*WORK INSTRUCTIONS:*
Answer these questions about the forum thread on books turned into films and TV programs.
(a) Whose thread about "going postal" led to this one being started?
(b) Which book is the concept of Flashforward said to be loosely based on, and who wrote it?
(c) Who is named as the author of Morse?

*EXTRACT PROVIDED:*
▬▬▬
# Books that become films /tv programes



## am64 (Jun 1, 2010)

This started with Vicsetters  thread re 'going postal' as i hadnt realised it was by Terry Pratchett.... so what other films/tv/radio have originated from books and who wrote them

mine is flashforward ...havent watched it but i know many of you have ...the concept is (loosely) based on 'Timequake' by Kurt Vonnegut


----------



## Caroline Wilson (Jun 1, 2010)

There are loads. I have always prefered the books but here are some I can remember

Chocolat Joanne Harris (I think)
The Lord of the Rings J R R Tolkein
Oliver Charles Dickens
A Christmas Carol (loads of adaptations) Charles Dickens
Great Expectations Charles Dickens
Cadfael stories Ellis Peters
Miss Marple Stories Agatha Christie
Poirot Stories Agatha Christie
Morse Colin Dexter
Midsommer Murders (but I can't remember who wrote the books)
▬▬▬
Image object location entries
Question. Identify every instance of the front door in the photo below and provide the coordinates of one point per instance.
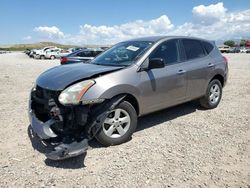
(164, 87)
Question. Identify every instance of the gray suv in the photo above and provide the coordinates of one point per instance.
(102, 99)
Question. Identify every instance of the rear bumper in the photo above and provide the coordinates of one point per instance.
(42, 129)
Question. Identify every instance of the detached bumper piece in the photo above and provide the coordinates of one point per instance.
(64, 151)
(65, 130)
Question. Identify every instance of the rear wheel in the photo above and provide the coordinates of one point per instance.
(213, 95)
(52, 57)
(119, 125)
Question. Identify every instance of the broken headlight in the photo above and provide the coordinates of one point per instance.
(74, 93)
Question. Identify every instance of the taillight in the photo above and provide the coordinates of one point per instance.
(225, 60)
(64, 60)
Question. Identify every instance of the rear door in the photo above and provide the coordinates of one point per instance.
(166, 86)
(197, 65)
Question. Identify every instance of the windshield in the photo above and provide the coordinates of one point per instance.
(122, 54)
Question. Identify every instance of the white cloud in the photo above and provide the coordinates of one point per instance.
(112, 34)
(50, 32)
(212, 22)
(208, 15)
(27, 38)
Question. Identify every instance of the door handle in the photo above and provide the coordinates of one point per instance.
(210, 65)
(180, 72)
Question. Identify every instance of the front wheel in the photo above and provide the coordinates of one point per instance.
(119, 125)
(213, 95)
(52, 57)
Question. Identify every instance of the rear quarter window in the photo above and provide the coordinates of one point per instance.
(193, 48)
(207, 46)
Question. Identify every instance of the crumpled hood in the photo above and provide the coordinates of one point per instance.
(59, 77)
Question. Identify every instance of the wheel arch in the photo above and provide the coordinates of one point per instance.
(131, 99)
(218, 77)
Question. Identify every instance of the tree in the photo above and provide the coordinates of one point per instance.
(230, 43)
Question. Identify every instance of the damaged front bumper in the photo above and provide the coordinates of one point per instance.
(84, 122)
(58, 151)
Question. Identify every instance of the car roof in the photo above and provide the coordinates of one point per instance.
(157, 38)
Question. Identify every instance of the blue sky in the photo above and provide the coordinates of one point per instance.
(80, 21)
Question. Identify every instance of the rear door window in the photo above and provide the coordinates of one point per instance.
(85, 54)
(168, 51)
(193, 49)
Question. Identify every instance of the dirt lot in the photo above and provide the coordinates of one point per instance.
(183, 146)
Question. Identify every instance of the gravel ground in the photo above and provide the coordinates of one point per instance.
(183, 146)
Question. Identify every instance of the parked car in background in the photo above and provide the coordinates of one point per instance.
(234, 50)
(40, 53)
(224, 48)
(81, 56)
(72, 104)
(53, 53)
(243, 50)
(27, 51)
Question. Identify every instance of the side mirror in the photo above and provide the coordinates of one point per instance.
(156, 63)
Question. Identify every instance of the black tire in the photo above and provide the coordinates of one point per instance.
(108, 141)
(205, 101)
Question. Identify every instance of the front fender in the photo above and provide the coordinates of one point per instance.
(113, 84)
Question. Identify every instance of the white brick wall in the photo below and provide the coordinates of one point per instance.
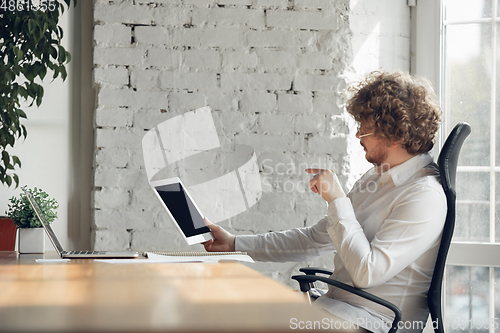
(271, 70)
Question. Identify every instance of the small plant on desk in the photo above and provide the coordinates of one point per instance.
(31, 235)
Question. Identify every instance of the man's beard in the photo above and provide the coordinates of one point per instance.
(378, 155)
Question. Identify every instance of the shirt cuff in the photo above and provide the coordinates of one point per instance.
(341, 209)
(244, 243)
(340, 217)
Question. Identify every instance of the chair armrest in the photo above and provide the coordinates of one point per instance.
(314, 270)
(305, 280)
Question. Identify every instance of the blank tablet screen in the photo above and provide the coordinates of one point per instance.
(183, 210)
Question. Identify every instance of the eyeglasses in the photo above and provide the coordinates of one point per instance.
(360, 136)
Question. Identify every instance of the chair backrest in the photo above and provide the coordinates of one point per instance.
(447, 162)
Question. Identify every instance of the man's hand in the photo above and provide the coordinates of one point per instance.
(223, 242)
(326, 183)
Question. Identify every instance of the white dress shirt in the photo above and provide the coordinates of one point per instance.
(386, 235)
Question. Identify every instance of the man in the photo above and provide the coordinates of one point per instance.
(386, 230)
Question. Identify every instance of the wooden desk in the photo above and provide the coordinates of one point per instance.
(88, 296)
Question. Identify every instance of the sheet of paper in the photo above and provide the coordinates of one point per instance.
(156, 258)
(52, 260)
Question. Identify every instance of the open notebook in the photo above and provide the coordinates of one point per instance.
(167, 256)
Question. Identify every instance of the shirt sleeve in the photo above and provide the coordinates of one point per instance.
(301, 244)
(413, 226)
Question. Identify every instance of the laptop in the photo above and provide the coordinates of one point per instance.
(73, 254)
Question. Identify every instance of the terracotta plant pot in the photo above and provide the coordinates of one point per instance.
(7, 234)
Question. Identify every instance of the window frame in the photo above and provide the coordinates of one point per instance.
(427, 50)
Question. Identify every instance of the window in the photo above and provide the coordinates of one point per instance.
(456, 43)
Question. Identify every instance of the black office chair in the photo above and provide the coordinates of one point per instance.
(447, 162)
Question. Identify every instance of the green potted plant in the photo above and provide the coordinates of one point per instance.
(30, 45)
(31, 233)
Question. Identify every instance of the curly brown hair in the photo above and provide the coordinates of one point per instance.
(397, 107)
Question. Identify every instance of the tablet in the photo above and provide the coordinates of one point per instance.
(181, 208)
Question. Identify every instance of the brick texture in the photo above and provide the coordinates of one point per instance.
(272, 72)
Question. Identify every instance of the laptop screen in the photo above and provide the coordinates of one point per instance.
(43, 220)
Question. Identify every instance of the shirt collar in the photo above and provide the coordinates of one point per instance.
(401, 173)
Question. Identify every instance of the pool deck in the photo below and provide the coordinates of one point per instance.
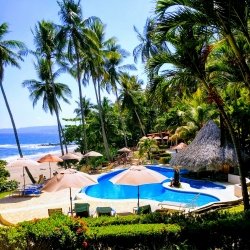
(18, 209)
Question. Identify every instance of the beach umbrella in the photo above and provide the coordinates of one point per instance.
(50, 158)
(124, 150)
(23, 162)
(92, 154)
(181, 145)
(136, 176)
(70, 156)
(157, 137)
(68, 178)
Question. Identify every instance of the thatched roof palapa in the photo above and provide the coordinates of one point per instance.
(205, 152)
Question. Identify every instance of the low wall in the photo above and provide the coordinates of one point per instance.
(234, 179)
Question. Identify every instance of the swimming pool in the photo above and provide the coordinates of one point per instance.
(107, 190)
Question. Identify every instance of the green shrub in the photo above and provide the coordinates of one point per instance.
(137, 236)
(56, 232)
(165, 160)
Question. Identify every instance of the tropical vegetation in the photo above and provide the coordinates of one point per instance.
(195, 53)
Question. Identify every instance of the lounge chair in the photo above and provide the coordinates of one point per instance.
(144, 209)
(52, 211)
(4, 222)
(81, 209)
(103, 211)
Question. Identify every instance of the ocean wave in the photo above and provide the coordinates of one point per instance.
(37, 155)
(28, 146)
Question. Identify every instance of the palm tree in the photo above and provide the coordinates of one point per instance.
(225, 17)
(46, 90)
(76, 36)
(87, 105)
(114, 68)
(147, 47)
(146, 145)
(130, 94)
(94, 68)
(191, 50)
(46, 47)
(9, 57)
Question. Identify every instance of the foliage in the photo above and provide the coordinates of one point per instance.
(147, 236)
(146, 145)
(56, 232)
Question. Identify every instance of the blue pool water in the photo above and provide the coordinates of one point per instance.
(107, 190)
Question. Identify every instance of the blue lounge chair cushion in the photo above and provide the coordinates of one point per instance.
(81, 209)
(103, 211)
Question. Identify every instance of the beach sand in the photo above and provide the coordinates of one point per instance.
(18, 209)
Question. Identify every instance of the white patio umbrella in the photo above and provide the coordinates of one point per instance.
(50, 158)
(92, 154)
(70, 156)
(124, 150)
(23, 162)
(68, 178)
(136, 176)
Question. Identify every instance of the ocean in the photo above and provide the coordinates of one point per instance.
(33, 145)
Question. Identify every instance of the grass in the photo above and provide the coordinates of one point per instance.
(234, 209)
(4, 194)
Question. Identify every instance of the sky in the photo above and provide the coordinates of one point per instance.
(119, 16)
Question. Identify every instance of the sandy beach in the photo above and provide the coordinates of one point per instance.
▬▬▬
*WORKED ANSWER:*
(a) Vicsetters
(b) 'Timequake' by Kurt Vonnegut
(c) Colin Dexter